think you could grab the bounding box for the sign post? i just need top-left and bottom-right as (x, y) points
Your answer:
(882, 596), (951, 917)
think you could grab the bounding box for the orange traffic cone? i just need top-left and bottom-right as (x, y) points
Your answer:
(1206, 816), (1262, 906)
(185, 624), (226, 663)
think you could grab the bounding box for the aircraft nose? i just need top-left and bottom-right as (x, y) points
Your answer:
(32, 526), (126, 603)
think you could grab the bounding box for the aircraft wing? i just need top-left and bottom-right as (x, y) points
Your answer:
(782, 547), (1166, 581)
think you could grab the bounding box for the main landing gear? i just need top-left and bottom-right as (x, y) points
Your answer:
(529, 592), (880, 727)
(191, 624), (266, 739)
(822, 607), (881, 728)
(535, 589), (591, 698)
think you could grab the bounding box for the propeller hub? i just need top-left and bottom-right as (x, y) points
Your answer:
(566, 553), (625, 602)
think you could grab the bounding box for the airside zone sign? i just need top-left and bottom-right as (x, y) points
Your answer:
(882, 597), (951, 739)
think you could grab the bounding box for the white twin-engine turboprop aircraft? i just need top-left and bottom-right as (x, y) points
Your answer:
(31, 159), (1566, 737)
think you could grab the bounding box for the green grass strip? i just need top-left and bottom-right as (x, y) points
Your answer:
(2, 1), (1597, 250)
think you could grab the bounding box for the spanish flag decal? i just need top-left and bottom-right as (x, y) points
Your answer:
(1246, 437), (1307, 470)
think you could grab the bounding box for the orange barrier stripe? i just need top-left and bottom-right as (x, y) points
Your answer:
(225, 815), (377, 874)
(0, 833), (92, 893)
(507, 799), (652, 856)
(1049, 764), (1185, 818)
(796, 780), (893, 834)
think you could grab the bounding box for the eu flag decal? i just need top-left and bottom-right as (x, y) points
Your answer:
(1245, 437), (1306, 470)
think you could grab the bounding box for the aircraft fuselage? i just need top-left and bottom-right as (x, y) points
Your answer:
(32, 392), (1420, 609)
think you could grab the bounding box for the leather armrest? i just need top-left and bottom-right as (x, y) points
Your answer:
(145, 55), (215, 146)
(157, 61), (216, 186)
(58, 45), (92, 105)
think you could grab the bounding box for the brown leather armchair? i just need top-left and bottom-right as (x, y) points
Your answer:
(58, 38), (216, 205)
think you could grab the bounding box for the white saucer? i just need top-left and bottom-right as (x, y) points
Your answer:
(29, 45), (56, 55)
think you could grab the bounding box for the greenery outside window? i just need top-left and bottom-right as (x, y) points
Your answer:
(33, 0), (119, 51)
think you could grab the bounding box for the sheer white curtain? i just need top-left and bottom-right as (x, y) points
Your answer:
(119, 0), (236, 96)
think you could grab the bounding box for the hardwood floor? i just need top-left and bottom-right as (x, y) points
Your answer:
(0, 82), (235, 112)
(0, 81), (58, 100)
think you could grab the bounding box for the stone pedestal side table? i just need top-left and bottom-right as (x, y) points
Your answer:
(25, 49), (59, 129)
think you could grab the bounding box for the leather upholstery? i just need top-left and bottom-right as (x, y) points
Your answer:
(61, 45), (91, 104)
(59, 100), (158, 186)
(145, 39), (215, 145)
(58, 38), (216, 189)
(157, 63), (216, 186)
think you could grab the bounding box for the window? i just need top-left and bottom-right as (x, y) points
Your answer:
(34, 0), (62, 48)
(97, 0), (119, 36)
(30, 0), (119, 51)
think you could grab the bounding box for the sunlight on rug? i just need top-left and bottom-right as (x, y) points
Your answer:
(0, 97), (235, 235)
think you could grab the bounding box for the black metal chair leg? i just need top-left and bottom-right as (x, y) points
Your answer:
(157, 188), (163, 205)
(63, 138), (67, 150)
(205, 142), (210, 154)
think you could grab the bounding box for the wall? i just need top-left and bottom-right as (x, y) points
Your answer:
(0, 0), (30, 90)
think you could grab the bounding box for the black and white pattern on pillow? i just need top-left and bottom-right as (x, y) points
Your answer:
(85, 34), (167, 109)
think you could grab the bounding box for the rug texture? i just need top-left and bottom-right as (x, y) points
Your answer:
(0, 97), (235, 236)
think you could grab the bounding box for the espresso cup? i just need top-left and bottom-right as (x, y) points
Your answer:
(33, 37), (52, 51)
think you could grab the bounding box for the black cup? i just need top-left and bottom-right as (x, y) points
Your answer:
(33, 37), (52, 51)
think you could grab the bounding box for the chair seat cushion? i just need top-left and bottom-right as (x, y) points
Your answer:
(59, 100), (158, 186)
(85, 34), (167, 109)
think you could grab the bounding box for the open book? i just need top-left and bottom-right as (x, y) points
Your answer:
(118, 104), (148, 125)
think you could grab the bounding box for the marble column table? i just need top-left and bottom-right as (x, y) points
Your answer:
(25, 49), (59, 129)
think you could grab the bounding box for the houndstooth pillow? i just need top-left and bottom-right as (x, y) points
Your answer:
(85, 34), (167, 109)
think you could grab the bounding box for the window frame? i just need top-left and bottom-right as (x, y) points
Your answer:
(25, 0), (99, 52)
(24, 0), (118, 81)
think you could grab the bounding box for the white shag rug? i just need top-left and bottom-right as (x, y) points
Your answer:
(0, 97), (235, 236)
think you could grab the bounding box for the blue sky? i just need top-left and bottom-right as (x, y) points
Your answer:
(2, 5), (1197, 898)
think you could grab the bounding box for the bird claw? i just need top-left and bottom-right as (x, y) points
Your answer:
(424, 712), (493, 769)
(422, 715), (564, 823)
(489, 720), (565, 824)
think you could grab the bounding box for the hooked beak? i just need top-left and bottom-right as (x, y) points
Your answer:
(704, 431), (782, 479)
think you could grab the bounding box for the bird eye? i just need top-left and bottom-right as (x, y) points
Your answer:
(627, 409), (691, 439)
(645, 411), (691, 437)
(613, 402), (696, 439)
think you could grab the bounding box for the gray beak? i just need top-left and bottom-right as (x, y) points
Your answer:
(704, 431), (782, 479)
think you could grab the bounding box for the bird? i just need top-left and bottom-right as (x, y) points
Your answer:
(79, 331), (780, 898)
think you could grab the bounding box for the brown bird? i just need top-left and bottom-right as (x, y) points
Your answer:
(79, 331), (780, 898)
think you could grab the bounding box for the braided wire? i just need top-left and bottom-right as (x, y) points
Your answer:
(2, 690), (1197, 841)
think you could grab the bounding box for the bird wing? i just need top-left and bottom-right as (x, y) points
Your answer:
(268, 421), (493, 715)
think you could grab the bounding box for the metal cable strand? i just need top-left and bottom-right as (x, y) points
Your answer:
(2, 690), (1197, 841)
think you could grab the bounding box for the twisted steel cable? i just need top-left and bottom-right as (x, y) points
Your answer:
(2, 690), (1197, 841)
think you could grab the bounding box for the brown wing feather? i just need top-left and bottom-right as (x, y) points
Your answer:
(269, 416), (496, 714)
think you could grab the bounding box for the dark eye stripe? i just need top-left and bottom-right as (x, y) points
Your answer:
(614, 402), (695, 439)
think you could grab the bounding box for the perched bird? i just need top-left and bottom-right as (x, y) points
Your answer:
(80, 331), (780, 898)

▶ _Directions for this task_
Could you print all of the entries again exactly as they stand?

▶ _Result for this task_
think you could grab the bounding box for the sign post? i just need top-left and bottom-right as (x, y) points
Your answer:
(882, 596), (951, 917)
think you could grab the bounding box for the orange traffic cone? i just need top-left and bottom-right as (x, y) points
Your answer:
(1206, 816), (1262, 906)
(185, 624), (226, 663)
think you could grab the bounding box for the aircraft nose? i just need top-left and bottom-right as (x, y) points
Your answer:
(32, 526), (126, 603)
think you could grab the bounding box for the aircraft wing? i just need top-left and bottom-right as (x, y) points
Your answer:
(782, 547), (1166, 581)
think you could grab the bounding box for the main landing gear? i just need top-left and bottom-right as (x, y) points
Your answer:
(529, 592), (880, 727)
(191, 624), (266, 739)
(822, 607), (881, 728)
(535, 589), (591, 698)
think you could grab the bounding box for the propeller hub? i just need top-left and bottom-right as (x, y) points
Your answer:
(566, 553), (625, 602)
think you could grab the bounding box for the airside zone sign? i just need top-left and bottom-right as (x, y) points
Your answer:
(882, 597), (951, 739)
think you could grab the bounding box for the white twin-engine turboprop aircraft? i just need top-left and bottom-right as (x, y) points
Your answer:
(31, 159), (1566, 737)
think you could grab the bounding box for the green grass strip? i just need top-left and bottom-right as (x, y) points
Your answer:
(2, 1), (1597, 250)
think you could grab the bounding box for the spanish flag decal? i just need top-left and bottom-right as (x, y) points
Your answer:
(1246, 437), (1307, 470)
think you could grab the bounding box for the orange barrier stripe? i just need top-left and bottom-right as (x, y) points
Your answer:
(225, 815), (377, 874)
(0, 833), (92, 893)
(507, 799), (652, 856)
(1049, 764), (1185, 818)
(796, 780), (893, 834)
think you could grab the bounding box for the eu flag decal? i just need top-left and bottom-right as (x, y) points
Your answer:
(1245, 437), (1306, 470)
think you could grab the bounding box for the aircraft fuselage? i just need top-left and bottom-right as (x, y) points
Your answer:
(32, 392), (1420, 609)
think you could grab the bounding box for the leather armrest? i just need top-left and bottom-right as (x, y) points
Your answer:
(145, 55), (215, 146)
(157, 61), (216, 186)
(58, 45), (92, 105)
think you could grab the bounding box for the brown leather armchair? i just need top-left and bottom-right as (x, y) points
Your answer:
(58, 38), (216, 205)
think you could grab the bounding box for the white saucer? i just need top-left and bottom-right as (x, y) points
Your answer:
(29, 45), (56, 55)
think you could grab the bounding box for the greenery outside window? i just need top-left and bottom-right as (x, y) points
Your answer:
(33, 0), (119, 51)
think you could grab the bounding box for the sheer white curtain? i just need top-left and bottom-right as (x, y) points
Your answer:
(119, 0), (236, 96)
think you could grab the bounding box for the hardwood floor? i just need top-left and bottom-right as (x, y) points
Your answer:
(0, 82), (235, 112)
(0, 81), (58, 100)
think you could grab the bounding box for the stone pedestal side table? i just need top-left and bottom-right as (x, y) points
Your answer:
(25, 49), (59, 129)
think you could grab the bounding box for the leather upholstery? i just need top-left and bottom-right as (x, y) points
Your answer:
(61, 45), (91, 104)
(59, 100), (158, 186)
(145, 39), (215, 145)
(58, 38), (216, 189)
(157, 63), (216, 186)
think you could grab the bounding box for the window? i just need top-left and bottom-right as (x, y) points
Your answer:
(34, 0), (62, 48)
(97, 0), (119, 36)
(30, 0), (119, 51)
think you could grab the bounding box for the sunlight on rug? i just need top-left and bottom-right as (x, y) points
Your answer:
(0, 97), (235, 235)
think you could grab the bounding box for the black metal chair leg? i just need top-left and bottom-right as (x, y) points
Your answer:
(157, 188), (163, 205)
(63, 138), (67, 150)
(205, 142), (210, 154)
think you could grab the bounding box for the wall? i just need top-left and bottom-right as (x, y) points
Your answer:
(0, 0), (30, 90)
think you could grab the bounding box for the black and white pattern on pillow? i just need top-left and bottom-right as (x, y) points
Your answer:
(85, 34), (167, 109)
think you could grab the bounding box for the rug texture? i just need top-left and bottom-right as (x, y) points
Your answer:
(0, 97), (235, 236)
think you could grab the bounding box for the espresso cup? i just need top-left and bottom-right as (x, y) points
Your answer:
(33, 37), (52, 51)
think you could grab the bounding box for the black cup? i just need top-left and bottom-right as (x, y) points
Your answer:
(33, 37), (52, 51)
think you could grab the bounding box for the chair seat cushion? i just need top-left and bottom-right as (x, y) points
Your answer:
(59, 100), (158, 186)
(85, 34), (167, 109)
think you could grab the bounding box for the open book? i just need top-left and bottom-right as (x, y) points
Your answer:
(118, 104), (148, 125)
think you could grab the bounding box for the marble column table? i just need top-left and bottom-right as (x, y) points
Your answer:
(25, 49), (59, 129)
think you could grab the bounding box for the houndstooth pillow? i just need top-left and bottom-right as (x, y) points
Your answer:
(85, 34), (167, 109)
think you could grab the bounding box for the window frame? i just need top-left and bottom-right as (x, y) points
Your answer:
(25, 0), (99, 52)
(24, 0), (118, 81)
think you could grab the bounding box for the white shag rug? i just need top-left and bottom-right as (x, y) points
Your answer:
(0, 97), (235, 236)
think you could grab the bounding box for the blue sky? i just need top-left and bottom-right as (x, y) points
Your answer:
(2, 5), (1197, 898)
think you could grab the bounding box for the bird claw? i just need top-left and bottom-right as (x, y) points
Your answer:
(424, 712), (493, 769)
(422, 715), (564, 823)
(489, 720), (565, 824)
think you could grab the bounding box for the hooked beak? i just need top-left and bottom-right as (x, y) points
Your answer:
(704, 431), (782, 479)
think you could grab the bounding box for the bird eye? i just need top-left and bottom-right as (x, y) points
Your answer:
(627, 409), (691, 439)
(645, 411), (691, 437)
(613, 402), (696, 439)
think you could grab the bounding box for the gray beak? i just need top-left and bottom-right as (x, y) points
Your answer:
(704, 431), (782, 479)
think you could grab the bounding box for the bird? i just need top-left and bottom-right as (x, y) points
Your answer:
(79, 331), (780, 898)
think you could grab the bounding box for the brown bird? i just need top-left and bottom-right as (x, y) points
Your answer:
(79, 331), (780, 898)
think you could grab the bounding box for the braided wire? i just need top-left and bottom-right as (x, y) points
Your answer:
(2, 690), (1197, 841)
think you could grab the bounding box for the bird wing? i just need top-left and bottom-right as (x, y) points
Your answer:
(268, 421), (493, 715)
think you could grab the bounding box for the metal cable strand? i just need top-left and bottom-right as (x, y) points
Your answer:
(2, 690), (1197, 841)
think you could grab the bounding box for the twisted steel cable? i just need top-left and bottom-right as (x, y) points
Your answer:
(2, 690), (1197, 841)
think you could grab the bounding box for the brown wing feather? i just need top-left and bottom-right as (x, y) points
Your answer:
(269, 416), (496, 714)
think you could grab the bounding box for the dark eye stripe? i just need top-left and bottom-right as (x, y) points
Your answer:
(614, 402), (695, 439)
think you could grab the bounding box for the perched bird? i just need top-left and bottom-right as (x, y) points
Your answer:
(80, 331), (780, 898)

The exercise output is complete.